[EXERCISE AIM] In the forum post below about trimming zeros after a decimal, which numbers are written with a decimal point? List every one.

[PAGE EXCERPT]
----------------

How to trim the zero's after decimal?

Hello all,
I have an XML with below content from which i need to remove the trailing zeros, like 123.00 should be converted to 123 and 123.01200 to 123.012 Below is the sample excerpt data from XML file. My input file size could be approximately 5 GB or less.

----------------

[Point labeling examples]

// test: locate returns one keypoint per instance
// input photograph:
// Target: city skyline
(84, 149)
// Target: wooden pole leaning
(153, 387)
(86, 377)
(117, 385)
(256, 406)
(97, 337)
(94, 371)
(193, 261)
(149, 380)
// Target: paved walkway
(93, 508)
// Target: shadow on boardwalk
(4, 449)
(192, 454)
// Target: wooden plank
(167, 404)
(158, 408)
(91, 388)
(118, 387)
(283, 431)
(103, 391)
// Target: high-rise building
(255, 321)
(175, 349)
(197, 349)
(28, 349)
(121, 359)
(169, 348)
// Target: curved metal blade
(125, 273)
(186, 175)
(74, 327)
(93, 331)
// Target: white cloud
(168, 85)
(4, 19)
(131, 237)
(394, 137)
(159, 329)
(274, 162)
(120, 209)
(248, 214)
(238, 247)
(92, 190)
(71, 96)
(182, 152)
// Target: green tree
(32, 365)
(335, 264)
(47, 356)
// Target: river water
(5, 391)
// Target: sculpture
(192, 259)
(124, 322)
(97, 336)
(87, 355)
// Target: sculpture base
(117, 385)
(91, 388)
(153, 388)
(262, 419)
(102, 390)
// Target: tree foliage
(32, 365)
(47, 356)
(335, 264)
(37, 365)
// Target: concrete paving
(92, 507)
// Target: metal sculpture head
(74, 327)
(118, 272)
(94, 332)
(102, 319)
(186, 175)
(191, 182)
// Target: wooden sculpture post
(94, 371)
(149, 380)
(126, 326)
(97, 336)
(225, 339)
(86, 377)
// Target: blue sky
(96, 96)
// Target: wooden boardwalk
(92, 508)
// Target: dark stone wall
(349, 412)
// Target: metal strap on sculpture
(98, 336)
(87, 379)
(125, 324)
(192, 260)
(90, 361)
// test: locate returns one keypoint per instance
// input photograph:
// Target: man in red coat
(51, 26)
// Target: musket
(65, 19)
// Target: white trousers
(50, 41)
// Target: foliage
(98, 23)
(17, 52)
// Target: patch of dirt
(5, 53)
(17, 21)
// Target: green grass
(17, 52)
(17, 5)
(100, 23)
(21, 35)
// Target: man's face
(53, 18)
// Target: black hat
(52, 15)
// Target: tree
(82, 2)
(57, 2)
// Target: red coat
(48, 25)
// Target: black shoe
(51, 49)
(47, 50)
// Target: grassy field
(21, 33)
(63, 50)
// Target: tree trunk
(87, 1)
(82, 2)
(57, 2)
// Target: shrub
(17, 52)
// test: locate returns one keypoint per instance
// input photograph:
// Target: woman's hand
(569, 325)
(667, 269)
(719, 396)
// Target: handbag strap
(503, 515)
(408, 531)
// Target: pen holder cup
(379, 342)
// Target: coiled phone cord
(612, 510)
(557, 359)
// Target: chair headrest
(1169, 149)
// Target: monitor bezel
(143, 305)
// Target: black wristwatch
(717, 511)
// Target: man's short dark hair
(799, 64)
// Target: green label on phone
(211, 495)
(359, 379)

----------------

[ANSWER TO THIS PROBLEM] 123.00, 123.01200, 123.012